→ **SET EXERCISE**
Set out the lines below as a JSON list of strings, one string per line, with blank lines dropped and the pictures left out.

→ **RECORD EXCERPTS**
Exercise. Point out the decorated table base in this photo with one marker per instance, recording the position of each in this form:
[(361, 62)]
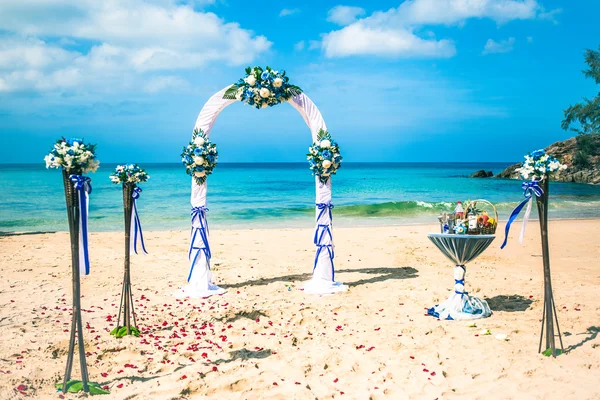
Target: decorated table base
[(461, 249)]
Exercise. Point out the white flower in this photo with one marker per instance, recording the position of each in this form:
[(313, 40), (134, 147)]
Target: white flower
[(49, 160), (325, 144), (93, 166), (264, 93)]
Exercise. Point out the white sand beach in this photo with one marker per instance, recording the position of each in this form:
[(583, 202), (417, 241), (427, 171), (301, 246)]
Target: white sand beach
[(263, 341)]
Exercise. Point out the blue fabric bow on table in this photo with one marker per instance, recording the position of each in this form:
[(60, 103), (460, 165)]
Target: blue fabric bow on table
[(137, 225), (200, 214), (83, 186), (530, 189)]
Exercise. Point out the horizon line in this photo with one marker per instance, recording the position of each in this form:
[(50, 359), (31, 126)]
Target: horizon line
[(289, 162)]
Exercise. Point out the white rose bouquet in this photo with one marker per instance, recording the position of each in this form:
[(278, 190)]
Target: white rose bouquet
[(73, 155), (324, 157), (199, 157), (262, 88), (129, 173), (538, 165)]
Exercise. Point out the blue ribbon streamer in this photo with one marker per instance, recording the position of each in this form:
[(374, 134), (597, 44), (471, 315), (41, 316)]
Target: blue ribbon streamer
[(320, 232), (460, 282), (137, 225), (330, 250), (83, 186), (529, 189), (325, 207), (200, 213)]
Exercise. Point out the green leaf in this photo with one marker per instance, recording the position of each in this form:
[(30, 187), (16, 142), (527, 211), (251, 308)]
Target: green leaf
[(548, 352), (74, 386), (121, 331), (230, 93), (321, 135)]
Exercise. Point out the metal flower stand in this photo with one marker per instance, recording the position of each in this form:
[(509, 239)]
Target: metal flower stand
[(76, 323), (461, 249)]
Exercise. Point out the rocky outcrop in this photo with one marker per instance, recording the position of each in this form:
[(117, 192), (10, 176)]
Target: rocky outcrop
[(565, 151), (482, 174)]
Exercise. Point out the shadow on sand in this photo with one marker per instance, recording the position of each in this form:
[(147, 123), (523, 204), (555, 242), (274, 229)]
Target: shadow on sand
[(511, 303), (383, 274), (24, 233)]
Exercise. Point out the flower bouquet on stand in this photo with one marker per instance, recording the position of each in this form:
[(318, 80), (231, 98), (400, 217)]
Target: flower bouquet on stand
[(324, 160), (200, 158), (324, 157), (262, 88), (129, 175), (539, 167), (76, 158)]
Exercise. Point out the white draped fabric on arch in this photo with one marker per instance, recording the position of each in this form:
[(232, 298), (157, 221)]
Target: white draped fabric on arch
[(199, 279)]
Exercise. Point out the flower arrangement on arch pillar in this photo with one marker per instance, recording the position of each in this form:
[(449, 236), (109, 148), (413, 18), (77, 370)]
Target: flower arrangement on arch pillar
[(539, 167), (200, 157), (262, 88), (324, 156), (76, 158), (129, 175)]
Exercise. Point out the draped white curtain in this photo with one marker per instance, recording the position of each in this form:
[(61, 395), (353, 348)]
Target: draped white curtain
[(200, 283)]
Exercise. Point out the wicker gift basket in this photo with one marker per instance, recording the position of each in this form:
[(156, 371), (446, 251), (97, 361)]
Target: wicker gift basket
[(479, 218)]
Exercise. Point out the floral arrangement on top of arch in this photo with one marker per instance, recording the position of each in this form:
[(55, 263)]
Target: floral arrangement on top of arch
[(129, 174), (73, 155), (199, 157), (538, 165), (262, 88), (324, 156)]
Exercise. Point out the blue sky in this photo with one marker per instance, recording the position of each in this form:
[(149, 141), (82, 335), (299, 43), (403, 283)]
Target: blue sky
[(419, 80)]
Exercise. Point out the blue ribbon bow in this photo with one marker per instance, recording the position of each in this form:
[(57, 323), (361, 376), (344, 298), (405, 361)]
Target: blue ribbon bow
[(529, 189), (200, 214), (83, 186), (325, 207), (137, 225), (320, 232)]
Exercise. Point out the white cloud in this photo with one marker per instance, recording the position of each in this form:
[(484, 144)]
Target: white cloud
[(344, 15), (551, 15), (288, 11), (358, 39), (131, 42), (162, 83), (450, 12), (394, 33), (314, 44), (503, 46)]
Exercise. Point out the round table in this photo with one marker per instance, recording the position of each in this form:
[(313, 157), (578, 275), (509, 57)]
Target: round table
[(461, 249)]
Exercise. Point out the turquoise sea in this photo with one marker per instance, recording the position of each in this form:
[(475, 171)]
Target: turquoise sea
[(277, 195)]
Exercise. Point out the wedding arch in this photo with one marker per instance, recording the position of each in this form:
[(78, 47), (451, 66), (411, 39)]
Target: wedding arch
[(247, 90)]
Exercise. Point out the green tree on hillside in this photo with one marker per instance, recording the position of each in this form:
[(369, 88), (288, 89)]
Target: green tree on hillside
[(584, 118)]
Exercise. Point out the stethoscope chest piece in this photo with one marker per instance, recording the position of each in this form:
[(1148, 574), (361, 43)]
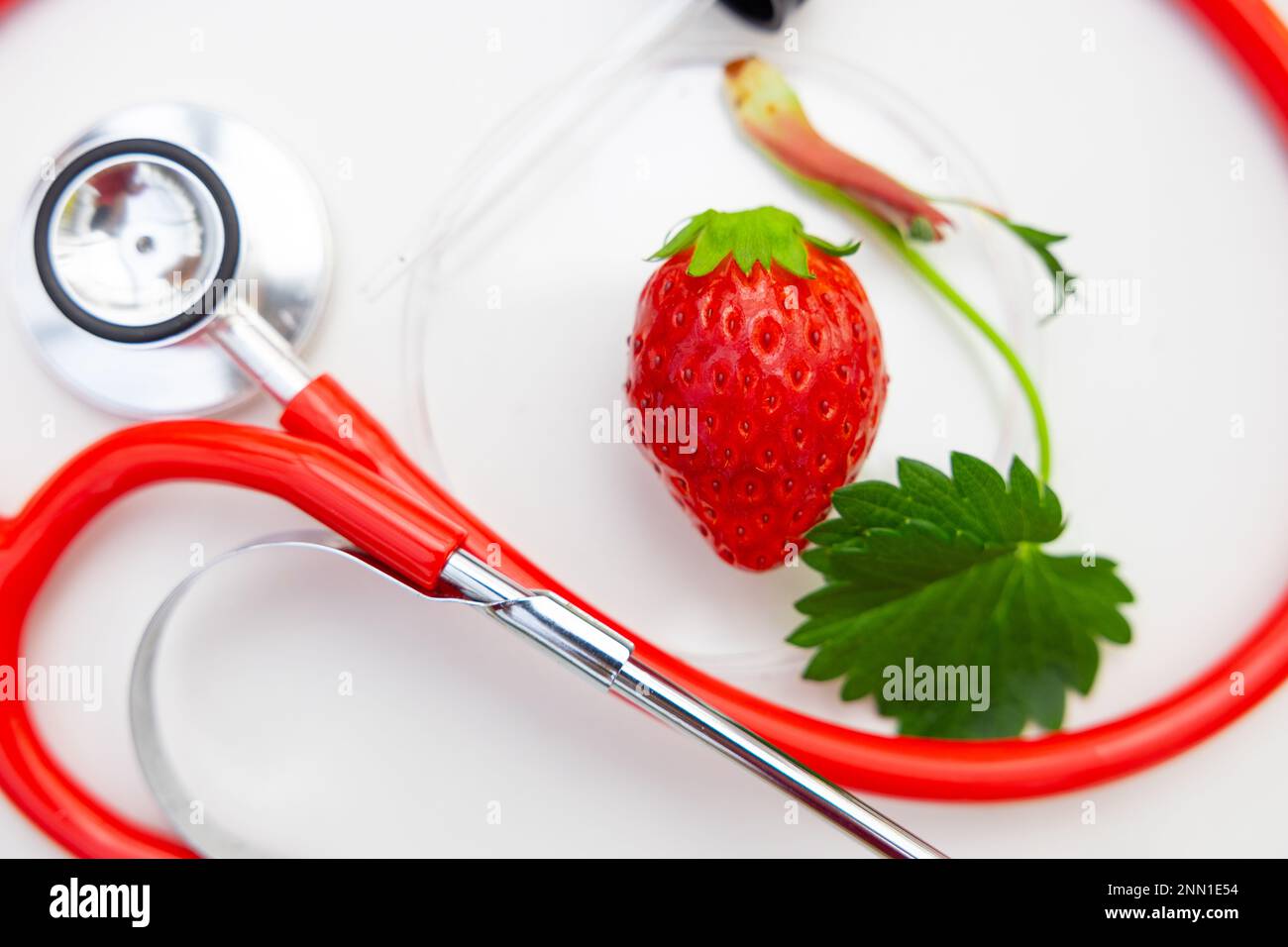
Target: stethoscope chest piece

→ **TASK ANSWER**
[
  "Exercise. Point out the decorated table base in this photo with one marker per instance, recording the position of each in this form:",
  "[(361, 62)]",
  "Target: decorated table base",
  "[(461, 249)]",
  "Exercise. Point out the white flower in this photo with one marker per instance, recording the position of each in this form:",
  "[(313, 40), (134, 147)]",
  "Target: white flower",
  "[(49, 160), (325, 144), (93, 166), (264, 93)]",
  "Exercise. Point out the white sand beach in this photo with one marker per instance, recording the position of each in this form:",
  "[(583, 202), (417, 241), (427, 171), (301, 246)]",
  "Target: white sand beach",
  "[(263, 341)]",
  "Exercise. Point out the blue fabric bow on table in this photo with one marker per instance, recording the position of each in this form:",
  "[(60, 103), (460, 165)]",
  "Target: blue fabric bow on table",
  "[(137, 225), (200, 214), (83, 186), (530, 189)]",
  "Exercise. Point out the horizon line in this photo with one marker per instance, recording the position of each in this form:",
  "[(50, 359), (31, 126)]",
  "Target: horizon line",
  "[(289, 162)]",
  "Exercise. Point out the white rose bouquet in this photo with one marker per instance, recording the position of each in this form:",
  "[(278, 190)]",
  "Target: white rose bouquet",
  "[(73, 155), (324, 157), (199, 157), (262, 88), (129, 173), (538, 165)]",
  "Exercise. Point out the blue ribbon streamer in this photo with one marker per instance, recording the position of each in this form:",
  "[(374, 134), (597, 44), (471, 315), (41, 316)]",
  "Target: blue ribbon streamer",
  "[(320, 232), (460, 282), (137, 225), (330, 250), (83, 186), (529, 189), (325, 207), (200, 213)]",
  "Exercise. Point out the green leaf in this photo with one marker per instance, recording the position of each in this form:",
  "[(30, 187), (16, 142), (527, 211), (251, 308)]",
  "Target: green leaf",
  "[(548, 352), (74, 386), (121, 331), (230, 93), (321, 135)]",
  "Exercise. Point out the metal flower stand in this photo with one marker per instance, recording the position of each in this form:",
  "[(509, 239)]",
  "Target: metal flower stand",
  "[(76, 323), (461, 249)]",
  "Exercise. Point out the rocky outcrop in this photo with one marker per instance, recording the position of each in this form:",
  "[(117, 192), (10, 176)]",
  "Target: rocky outcrop",
  "[(565, 151), (482, 174)]",
  "Exercise. Point out the shadow on sand in this photo with one marker per instance, recording the position of each in this form:",
  "[(147, 123), (523, 204), (555, 242), (274, 229)]",
  "Target: shadow on sand",
  "[(511, 303), (383, 274), (24, 233)]",
  "Exercise. Point out the flower bouquet on stand in this photo with one marker per instance, recording the position of each in this form:",
  "[(318, 80), (231, 98), (400, 217)]",
  "Target: flower bouquet on stand",
  "[(324, 160), (200, 158), (324, 157), (262, 88), (129, 175), (539, 167), (76, 158)]",
  "Exercise. Point out the white draped fabric on arch in this photo with one marker per instance, recording the position of each in this form:",
  "[(232, 298), (157, 221)]",
  "Target: white draped fabric on arch",
  "[(199, 279)]",
  "Exercise. Point out the flower arrangement on arch pillar in this photo with one marker per instance, recording the position of each in this form:",
  "[(449, 236), (109, 148), (413, 18), (77, 370)]",
  "Target: flower arrangement on arch pillar",
  "[(539, 167), (200, 157), (262, 88), (324, 156), (76, 158), (129, 175)]",
  "Exercise. Point out the draped white curtain in this photo with one marker per instance, recording the position of each in this form:",
  "[(61, 395), (353, 348)]",
  "Target: draped white curtain",
  "[(200, 283)]",
  "Exercise. Point out the wicker gift basket in this photo with one marker per instance, recording the position of each in this form:",
  "[(156, 371), (446, 251), (97, 361)]",
  "Target: wicker gift basket",
  "[(479, 218)]",
  "Exercise. Point out the floral arrangement on top of arch in this photo with one marker per instance, recording the position of each in this form:",
  "[(55, 263)]",
  "Target: floral arrangement on top of arch",
  "[(129, 174), (73, 155), (199, 157), (538, 165), (262, 88), (324, 156)]",
  "Exercise. Point out the blue sky in this photo with one marker per instance, recording the position of each in this form:",
  "[(149, 141), (82, 335), (299, 43), (403, 283)]",
  "Target: blue sky",
  "[(419, 80)]",
  "Exercise. Point out the blue ribbon bow in this photo with one marker per instance, recording the position of each in this form:",
  "[(57, 323), (361, 376), (344, 298), (405, 361)]",
  "Target: blue ribbon bow",
  "[(529, 189), (200, 214), (83, 186), (325, 207), (137, 225), (320, 232)]",
  "Exercise. Point out the white cloud in this photo with one marker per instance, recording the position of each in this form:",
  "[(484, 144)]",
  "Target: white cloud",
  "[(344, 15), (551, 15), (288, 11), (358, 39), (131, 42), (162, 83), (450, 12), (394, 33), (314, 44), (503, 46)]",
  "Exercise. Point out the round table in this photo with one marker per instance, recording the position of each in this form:",
  "[(313, 157), (578, 275), (509, 57)]",
  "Target: round table",
  "[(461, 249)]",
  "Exercise. Point out the turquoise sea in this photo with one marker per instance, recording the position of each in this form:",
  "[(475, 171)]",
  "Target: turquoise sea",
  "[(277, 195)]",
  "Exercise. Point out the wedding arch in this photo with one marker per instance, recording the position of each in this form:",
  "[(78, 47), (451, 66), (411, 39)]",
  "Target: wedding arch",
  "[(247, 90)]",
  "Exercise. Point out the green tree on hillside in this photo with one marker per instance, recording the position of each in this form:",
  "[(369, 88), (288, 89)]",
  "Target: green tree on hillside",
  "[(584, 118)]",
  "Exercise. Point out the stethoscope chest piece in this photo with one marker per instance, recording the position of each in this form:",
  "[(1148, 574), (361, 43)]",
  "Target: stethoscope chest piece"
]